=== Begin Enclosure ===

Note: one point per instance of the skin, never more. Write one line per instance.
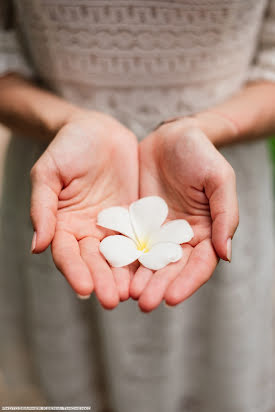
(93, 162)
(82, 172)
(205, 198)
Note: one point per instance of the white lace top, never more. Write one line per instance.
(142, 60)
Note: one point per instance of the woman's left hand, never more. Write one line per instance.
(179, 163)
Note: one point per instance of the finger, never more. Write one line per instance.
(199, 268)
(67, 258)
(154, 291)
(104, 282)
(46, 186)
(122, 279)
(224, 212)
(139, 281)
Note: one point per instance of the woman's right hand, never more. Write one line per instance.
(91, 164)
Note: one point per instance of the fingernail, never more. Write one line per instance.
(83, 297)
(166, 304)
(229, 249)
(33, 242)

=== End Enclosure ===

* **What you will do**
Repeat the records above exactly. No pictures go into the repeat.

* **Answer space**
Note: one point per instance of the skin, never more. Write one line per instance.
(93, 162)
(82, 172)
(205, 198)
Note: one point per instance of the white lace top, never more. Write one line per instance.
(142, 60)
Note: one point per instance of the woman's left hand, never more. Write one line per instance.
(179, 163)
Note: one point per instance of the finger, never more. Write one line per instance.
(199, 268)
(67, 258)
(154, 291)
(104, 282)
(46, 186)
(122, 279)
(224, 212)
(139, 281)
Note: one point per instance of the woman's right hand, never more. Write one line per instance.
(91, 164)
Note: one point per instance of the fingernail, never more. Write one line per instance.
(83, 297)
(166, 304)
(229, 249)
(33, 242)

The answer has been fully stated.